▸ EXCERPT TO READ
^^^^

But the statute is confined to public officers; and hence a distinction is to be observed between agreements made by officers colore officii, and those with the party at whose suit the arrest is made. The latter may make such agreement or take such security as he pleases, on discharging his debtor from arrest. In Hall v. Carter, (2 Mod. 304,) it was said, though a sheriff cannot take a bond in any other form than that prescribed by statute, the party himself may; and this doctrine was affirmed in Rogers v. Reeves, (1 T.R. 422,) and Fuller v. Prest, (7 T.R. 109) The party may also agree or consent that the prisoner shall go at large on a deposit of money to discharge his debt, or dispensing with the bail bond, may accept his own, or the undertaking of another, that he will appear. But in these cases, the officer must not be a party in any way beneficially interested in the agreement or security.
There is but a single question in this case. If the agreement set up was made with the deputy sheriff, John A. Winter, through his brother Andrew, in contravention and evasion of the statute, it was void; and Kinney having parted with his money without consideration, it still belongs to him. On the other hand, if the contract was made with Wanmaker, the plaintiff in the writ, or with his assent and for his benefit, and the sheriff was no party to it, it was upon sufficient consideration, and legal.

^^^^

▸ DATA EXTRACT

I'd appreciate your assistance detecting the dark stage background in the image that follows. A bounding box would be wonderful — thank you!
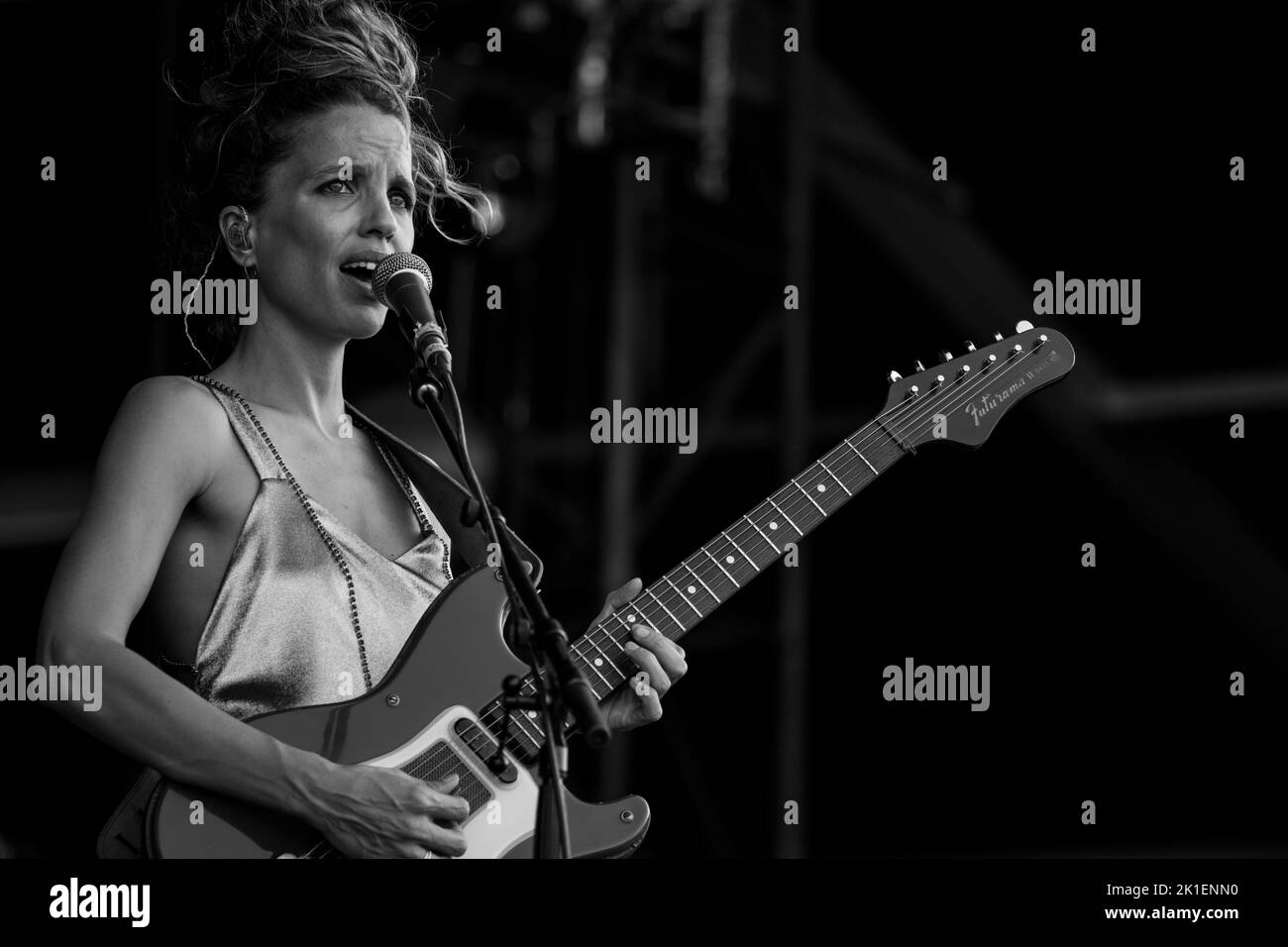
[0,0,1288,858]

^^^^

▸ WHAT YOU NEED TO DO
(1) According to the legal excerpt, why would the money still belong to Kinney if the agreement had been made with the deputy sheriff? Answer in one to three sentences.
(2) Reproduce the passage of the legal excerpt that begins at the words "There is but" and stops after the words "consideration, and legal.".
Rely on the legal excerpt alone, not on the listing.

▸ RESPONSES TO THE EXERCISE
(1) Such an agreement, made with deputy sheriff John A. Winter through his brother Andrew in contravention and evasion of the statute, would have been void. Kinney would then have parted with his money without consideration, so it would still belong to him.

(2)
There is but a single question in this case. If the agreement set up was made with the deputy sheriff, John A. Winter, through his brother Andrew, in contravention and evasion of the statute, it was void; and Kinney having parted with his money without consideration, it still belongs to him. On the other hand, if the contract was made with Wanmaker, the plaintiff in the writ, or with his assent and for his benefit, and the sheriff was no party to it, it was upon sufficient consideration, and legal.